*Excerpt provided*.
The original primary purpose was to collect a variety of information, with participants answering hundreds of questions over the span of two days.

It included tests like ACT-like information tests, personality tests, thinking tests and over 100 questions dedicated solely to health. The idea was that the answers to the questions, once they were tabulated, would help the student and the guidance counselor guide the student to the right career for them.

1960 was also in the time of the Space Race, something in which Lapham said the original researchers might have taken particular interest.

“This was primarily, we think, prompted by Sputnik. Russia and the US were engaged in a Space War, and there was a tremendous amount of feeling in the high schools at the time that students weren’t being guided into what we call STEM careers,” Lapham said. “The idea was this would help identify those students who had strong skills in aeronautics and engineering and get them into the space program. That wasn’t the main goal, but we do think that was in the back of their minds.”

*Problems*.
(A) Extract each line of the records below that contains the string "calm", matching its case exactly.
(B) Carry on writing the passage above about the 1960 student survey, picking up right after its final sentence.

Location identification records
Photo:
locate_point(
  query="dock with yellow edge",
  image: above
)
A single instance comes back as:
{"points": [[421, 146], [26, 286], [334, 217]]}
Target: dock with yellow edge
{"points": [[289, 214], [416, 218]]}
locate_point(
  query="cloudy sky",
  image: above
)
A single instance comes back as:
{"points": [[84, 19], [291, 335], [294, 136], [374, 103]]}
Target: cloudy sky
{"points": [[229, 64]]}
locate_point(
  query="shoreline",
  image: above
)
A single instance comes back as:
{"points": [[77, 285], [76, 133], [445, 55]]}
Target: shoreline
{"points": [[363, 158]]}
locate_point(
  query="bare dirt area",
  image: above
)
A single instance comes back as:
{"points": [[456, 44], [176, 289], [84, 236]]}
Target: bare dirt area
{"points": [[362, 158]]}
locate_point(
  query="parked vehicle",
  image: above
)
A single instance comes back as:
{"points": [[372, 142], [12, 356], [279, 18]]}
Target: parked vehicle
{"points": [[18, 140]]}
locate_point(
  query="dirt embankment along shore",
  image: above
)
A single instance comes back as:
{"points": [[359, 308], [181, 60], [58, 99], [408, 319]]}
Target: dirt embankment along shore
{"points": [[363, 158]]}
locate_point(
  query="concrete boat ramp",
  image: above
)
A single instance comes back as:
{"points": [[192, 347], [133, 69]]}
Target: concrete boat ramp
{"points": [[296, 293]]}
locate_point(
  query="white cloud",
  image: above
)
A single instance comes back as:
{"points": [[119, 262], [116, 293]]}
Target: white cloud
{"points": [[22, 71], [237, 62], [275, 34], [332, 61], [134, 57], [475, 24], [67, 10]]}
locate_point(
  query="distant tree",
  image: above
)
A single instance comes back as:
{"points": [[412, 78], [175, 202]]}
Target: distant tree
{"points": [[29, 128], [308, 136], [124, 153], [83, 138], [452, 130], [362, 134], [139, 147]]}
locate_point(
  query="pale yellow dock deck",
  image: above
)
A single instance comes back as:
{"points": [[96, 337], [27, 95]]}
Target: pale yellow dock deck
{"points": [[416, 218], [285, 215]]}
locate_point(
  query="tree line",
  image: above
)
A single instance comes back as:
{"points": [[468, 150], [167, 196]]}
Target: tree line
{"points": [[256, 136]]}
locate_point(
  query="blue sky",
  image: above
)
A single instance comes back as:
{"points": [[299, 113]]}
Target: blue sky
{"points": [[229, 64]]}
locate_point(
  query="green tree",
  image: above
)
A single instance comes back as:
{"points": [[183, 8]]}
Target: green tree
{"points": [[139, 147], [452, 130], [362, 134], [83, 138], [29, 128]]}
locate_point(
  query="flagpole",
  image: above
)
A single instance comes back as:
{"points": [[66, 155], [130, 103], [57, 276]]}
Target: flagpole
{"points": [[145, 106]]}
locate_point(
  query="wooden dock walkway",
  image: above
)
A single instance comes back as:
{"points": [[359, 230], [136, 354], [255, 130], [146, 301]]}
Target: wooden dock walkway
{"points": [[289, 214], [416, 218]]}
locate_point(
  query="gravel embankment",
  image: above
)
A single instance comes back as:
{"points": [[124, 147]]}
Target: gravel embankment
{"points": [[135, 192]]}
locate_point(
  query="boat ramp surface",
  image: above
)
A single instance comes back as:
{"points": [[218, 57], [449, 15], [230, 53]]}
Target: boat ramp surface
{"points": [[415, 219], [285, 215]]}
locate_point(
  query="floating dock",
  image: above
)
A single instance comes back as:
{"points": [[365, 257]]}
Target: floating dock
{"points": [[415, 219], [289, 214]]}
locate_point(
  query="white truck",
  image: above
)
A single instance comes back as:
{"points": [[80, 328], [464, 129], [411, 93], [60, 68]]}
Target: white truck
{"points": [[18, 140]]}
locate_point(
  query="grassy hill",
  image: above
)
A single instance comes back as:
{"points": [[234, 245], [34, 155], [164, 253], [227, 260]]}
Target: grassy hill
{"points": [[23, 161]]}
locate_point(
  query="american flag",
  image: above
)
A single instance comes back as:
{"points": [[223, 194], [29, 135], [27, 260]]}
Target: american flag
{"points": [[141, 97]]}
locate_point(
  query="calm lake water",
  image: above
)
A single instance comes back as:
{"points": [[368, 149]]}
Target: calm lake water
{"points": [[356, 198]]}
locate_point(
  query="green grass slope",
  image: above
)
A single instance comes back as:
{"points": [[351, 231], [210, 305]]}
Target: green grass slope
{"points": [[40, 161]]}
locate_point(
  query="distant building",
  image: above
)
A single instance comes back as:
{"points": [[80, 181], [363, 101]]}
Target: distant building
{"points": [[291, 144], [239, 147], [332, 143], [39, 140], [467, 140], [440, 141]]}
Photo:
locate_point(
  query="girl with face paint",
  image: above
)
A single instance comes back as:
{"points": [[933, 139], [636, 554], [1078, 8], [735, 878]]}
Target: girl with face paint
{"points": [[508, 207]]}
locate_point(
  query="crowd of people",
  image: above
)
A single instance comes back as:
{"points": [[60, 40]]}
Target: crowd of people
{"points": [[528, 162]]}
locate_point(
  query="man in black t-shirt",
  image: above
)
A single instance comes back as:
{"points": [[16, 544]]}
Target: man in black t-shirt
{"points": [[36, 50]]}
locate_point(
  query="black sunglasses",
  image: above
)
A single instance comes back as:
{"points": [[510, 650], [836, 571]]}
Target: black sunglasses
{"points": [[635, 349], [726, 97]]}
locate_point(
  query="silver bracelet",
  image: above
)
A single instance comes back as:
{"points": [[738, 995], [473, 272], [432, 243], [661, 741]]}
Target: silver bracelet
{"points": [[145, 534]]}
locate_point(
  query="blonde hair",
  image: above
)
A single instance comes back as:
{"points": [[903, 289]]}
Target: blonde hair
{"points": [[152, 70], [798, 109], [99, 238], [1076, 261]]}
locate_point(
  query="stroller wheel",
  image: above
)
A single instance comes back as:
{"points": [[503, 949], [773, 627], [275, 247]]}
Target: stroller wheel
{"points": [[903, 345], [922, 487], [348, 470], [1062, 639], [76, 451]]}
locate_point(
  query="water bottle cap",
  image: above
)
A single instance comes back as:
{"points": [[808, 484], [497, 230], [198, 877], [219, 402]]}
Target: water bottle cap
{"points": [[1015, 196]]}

*Responses by task*.
(A)
  query="calm lake water",
Target: calm lake water

(B)
From 2010 to 2013, researchers with Project Talent traveled across the country to over 700 50-year class reunions. During this time, Lapham said, researchers reconnected with participants, as well as gauged their responses to the possibility of a follow-up study.

Lapham said the overall response was positive, with some participants speaking so fondly of the study that they still carried their ID cards from 1960 in their wallets.

“I had a woman who said she scored very high in accounting, and her guidance counselor said to her, ‘Yeah, you scored high in accounting and you probably would be a good accountant, but don’t worry your pretty little brain about that. You’re just going to get married and have kids,’” Lapham said. “She ended up getting married and had four kids and then got divorced. But, she said, she remembered that conversation. So she told herself she was going to become a CPA. She said to us, ‘I never would have thought of that if I hadn’t known I was really good in accounting.’”

Lapham said that, in a way, the study is like a national yearbook, capturing snapshots of people from all walks of life.

To reflect the participants, as well as demographics today, the group is “oversampling” from the pool of minority student and students who attended segregated schools. The reasoning for this, she said, is to have a representative sample of today’s race and ethnic distribution.

In Oxford specifically, 344 students at University High School participated in two days of testing in 1960. Project Talent has selected approximately 20 percent of those individuals to participate in the current study.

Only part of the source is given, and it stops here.